Copy out the lines below word for word, without the pictures.

* Begin *

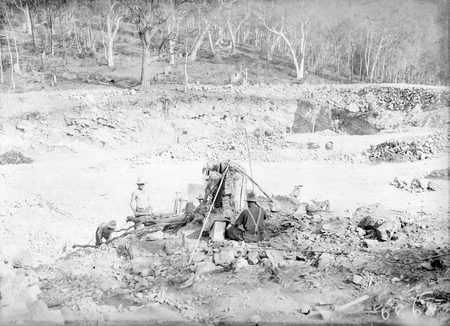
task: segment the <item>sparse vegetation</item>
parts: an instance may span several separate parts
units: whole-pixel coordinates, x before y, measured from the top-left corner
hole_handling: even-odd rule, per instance
[[[124,56],[141,62],[127,76],[141,88],[158,81],[161,66],[183,65],[184,56],[233,66],[239,57],[263,59],[266,80],[278,83],[310,81],[312,74],[338,82],[449,83],[444,0],[0,3],[4,90],[25,90],[28,71],[53,73],[60,83],[88,57],[117,69]],[[248,82],[264,80],[256,64],[246,68]]]

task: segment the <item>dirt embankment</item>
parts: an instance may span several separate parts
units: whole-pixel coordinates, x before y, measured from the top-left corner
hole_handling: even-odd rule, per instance
[[[271,147],[284,150],[291,146],[284,142],[289,133],[328,130],[331,136],[442,127],[448,121],[448,99],[443,88],[362,85],[195,85],[188,93],[160,86],[145,93],[94,88],[9,94],[1,102],[0,150],[83,152],[92,146],[142,148],[149,143],[155,148],[202,138],[217,145],[228,136],[225,147],[232,152],[241,147],[232,139],[244,139],[244,129],[252,145],[268,140]],[[226,149],[214,144],[202,154]],[[261,150],[267,152],[264,146]],[[195,155],[198,146],[193,147]],[[285,156],[283,160],[289,160]],[[263,154],[261,160],[266,160]]]

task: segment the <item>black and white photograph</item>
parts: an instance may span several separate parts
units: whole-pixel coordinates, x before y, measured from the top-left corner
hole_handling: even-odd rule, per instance
[[[0,0],[0,326],[450,325],[450,0]]]

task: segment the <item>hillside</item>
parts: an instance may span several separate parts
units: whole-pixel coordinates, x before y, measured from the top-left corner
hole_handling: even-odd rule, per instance
[[[413,18],[435,14],[408,3]],[[39,69],[17,34],[26,68],[13,89],[5,66],[0,95],[0,325],[448,324],[448,87],[356,83],[331,64],[299,80],[283,49],[269,62],[251,42],[214,56],[205,42],[188,84],[184,58],[160,59],[141,90],[134,28],[123,19],[114,68],[73,43],[66,63],[56,47]],[[243,66],[245,82],[230,82]],[[225,207],[192,189],[211,160],[254,178],[269,239],[210,238]],[[142,176],[156,216],[134,231]],[[113,219],[114,239],[95,246]]]

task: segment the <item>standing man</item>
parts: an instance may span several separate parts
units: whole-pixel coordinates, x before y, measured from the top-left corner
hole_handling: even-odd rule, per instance
[[[247,195],[247,206],[248,208],[239,214],[236,223],[227,227],[226,236],[237,241],[262,241],[266,234],[264,219],[267,218],[267,213],[258,206],[253,192]]]
[[[144,220],[145,216],[148,217],[153,214],[153,205],[152,201],[150,200],[150,192],[147,188],[145,188],[147,181],[143,177],[139,177],[136,184],[138,188],[135,189],[131,194],[130,201],[130,207],[134,213],[135,218],[128,218],[127,221],[139,223],[136,221],[136,219],[139,221],[141,220],[140,217],[143,217],[142,220]]]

* End *

» **The response**:
task: segment the <item>sparse vegetation</item>
parts: an instance may span several separate parts
units: whole-pixel coordinates, x before y, measured from the top-left corner
hole_handling: even-odd rule, per instance
[[[124,56],[141,62],[127,76],[141,88],[158,81],[161,66],[183,65],[184,56],[233,66],[239,57],[263,59],[266,80],[278,83],[310,81],[312,74],[338,82],[449,83],[444,0],[0,3],[4,90],[25,90],[28,71],[53,73],[60,83],[88,57],[117,69]],[[248,82],[264,80],[256,64],[246,68]]]

task: segment the <item>dirt embankment</item>
parts: an instance may span several separate parts
units: whole-pixel coordinates, x before y, measured from the top-left corner
hole_handling: even-odd rule, per instance
[[[271,147],[284,150],[291,146],[284,142],[289,133],[328,130],[331,136],[442,127],[448,121],[448,99],[443,88],[362,85],[195,85],[188,93],[160,86],[145,93],[94,88],[9,94],[1,102],[0,150],[83,152],[92,146],[142,148],[149,143],[155,148],[202,138],[217,145],[228,136],[225,147],[232,152],[241,147],[232,139],[244,139],[244,129],[252,145],[268,140]],[[226,149],[214,144],[202,154]],[[261,150],[267,152],[264,146]],[[195,155],[198,146],[193,147]],[[285,156],[283,160],[289,160]],[[263,154],[261,160],[266,160]]]

task: segment the <item>black and white photograph</item>
parts: an instance may span several separate parts
units: whole-pixel coordinates, x before y, measured from the top-left corner
hole_handling: even-odd rule, per instance
[[[0,0],[0,326],[450,325],[450,0]]]

task: segment the <item>hillside</item>
parts: an instance may span several separate parts
units: whole-pixel coordinates, x before y, measured from the top-left corner
hole_handling: even-odd rule, per instance
[[[413,18],[435,14],[408,3]],[[39,69],[17,34],[26,68],[13,89],[5,66],[0,95],[0,325],[448,324],[448,87],[356,83],[331,64],[299,80],[283,49],[269,62],[251,42],[214,56],[205,42],[188,84],[184,58],[160,59],[141,90],[134,28],[123,19],[114,68],[73,43],[66,63],[56,47]],[[243,66],[245,82],[230,82]],[[225,207],[192,189],[211,160],[254,178],[269,239],[210,238]],[[142,176],[156,216],[134,231]],[[113,219],[114,239],[95,246]]]

task: segment the <item>standing man</item>
parts: an instance may span several separate parts
units: whole-pixel coordinates, x before y, measured from the top-left corner
hole_handling: even-odd rule, per instance
[[[247,195],[247,206],[248,208],[239,214],[236,223],[227,227],[226,236],[237,241],[262,241],[266,234],[264,219],[267,218],[267,213],[258,206],[253,192]]]
[[[144,220],[145,216],[148,217],[153,214],[153,205],[152,201],[150,200],[150,192],[147,188],[145,188],[147,181],[143,177],[139,177],[136,184],[138,188],[135,189],[131,194],[130,201],[130,207],[134,213],[135,218],[128,218],[127,221],[139,223],[136,221],[136,219],[139,221],[141,220],[140,217],[143,217],[142,220]]]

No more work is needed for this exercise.